### Your task
Here is a block of records. Copy every line in it that includes "distant".

### Input records

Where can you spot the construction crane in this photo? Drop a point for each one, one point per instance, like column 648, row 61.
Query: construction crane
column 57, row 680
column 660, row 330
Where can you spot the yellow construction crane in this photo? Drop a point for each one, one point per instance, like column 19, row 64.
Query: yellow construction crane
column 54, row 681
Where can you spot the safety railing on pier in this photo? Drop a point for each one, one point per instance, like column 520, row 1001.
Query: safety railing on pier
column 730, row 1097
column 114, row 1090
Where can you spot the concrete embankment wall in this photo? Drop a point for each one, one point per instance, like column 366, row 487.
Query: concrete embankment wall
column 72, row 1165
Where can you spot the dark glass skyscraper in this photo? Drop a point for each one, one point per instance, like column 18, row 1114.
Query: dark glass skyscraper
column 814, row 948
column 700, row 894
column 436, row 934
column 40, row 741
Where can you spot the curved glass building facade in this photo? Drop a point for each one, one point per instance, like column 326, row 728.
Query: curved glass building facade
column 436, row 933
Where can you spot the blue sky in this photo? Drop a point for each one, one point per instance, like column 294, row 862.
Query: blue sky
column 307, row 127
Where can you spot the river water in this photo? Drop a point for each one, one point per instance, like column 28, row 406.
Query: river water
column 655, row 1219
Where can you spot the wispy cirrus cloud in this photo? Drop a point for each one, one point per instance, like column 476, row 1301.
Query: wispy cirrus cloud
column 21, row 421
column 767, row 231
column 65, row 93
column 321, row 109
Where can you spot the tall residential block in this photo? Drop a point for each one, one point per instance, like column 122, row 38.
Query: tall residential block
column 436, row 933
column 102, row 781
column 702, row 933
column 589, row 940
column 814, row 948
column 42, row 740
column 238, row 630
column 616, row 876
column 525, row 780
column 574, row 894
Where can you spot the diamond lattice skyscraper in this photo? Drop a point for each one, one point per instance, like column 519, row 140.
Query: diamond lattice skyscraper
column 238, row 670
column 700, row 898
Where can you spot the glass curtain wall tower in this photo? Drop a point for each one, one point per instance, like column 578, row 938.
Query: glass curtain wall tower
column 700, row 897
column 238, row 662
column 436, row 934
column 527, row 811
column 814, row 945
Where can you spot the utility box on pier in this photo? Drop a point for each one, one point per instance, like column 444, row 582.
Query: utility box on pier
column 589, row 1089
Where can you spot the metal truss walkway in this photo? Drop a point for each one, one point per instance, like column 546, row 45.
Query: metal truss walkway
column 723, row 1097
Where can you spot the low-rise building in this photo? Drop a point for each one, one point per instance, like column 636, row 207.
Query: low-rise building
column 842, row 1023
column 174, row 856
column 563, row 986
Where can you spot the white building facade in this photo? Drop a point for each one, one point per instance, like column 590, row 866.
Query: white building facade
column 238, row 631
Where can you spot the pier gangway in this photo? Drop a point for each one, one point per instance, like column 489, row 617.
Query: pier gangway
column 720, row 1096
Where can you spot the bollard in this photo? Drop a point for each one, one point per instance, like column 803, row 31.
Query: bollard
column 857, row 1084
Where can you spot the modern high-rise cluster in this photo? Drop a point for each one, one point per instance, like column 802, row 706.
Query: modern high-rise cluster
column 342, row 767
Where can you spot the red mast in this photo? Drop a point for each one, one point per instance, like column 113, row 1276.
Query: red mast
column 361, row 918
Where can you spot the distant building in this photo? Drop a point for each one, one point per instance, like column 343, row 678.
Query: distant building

### Problem solution
Where can you spot the distant building in this photo? Drop a point for each one, one point per instance, like column 343, row 678.
Query: distant building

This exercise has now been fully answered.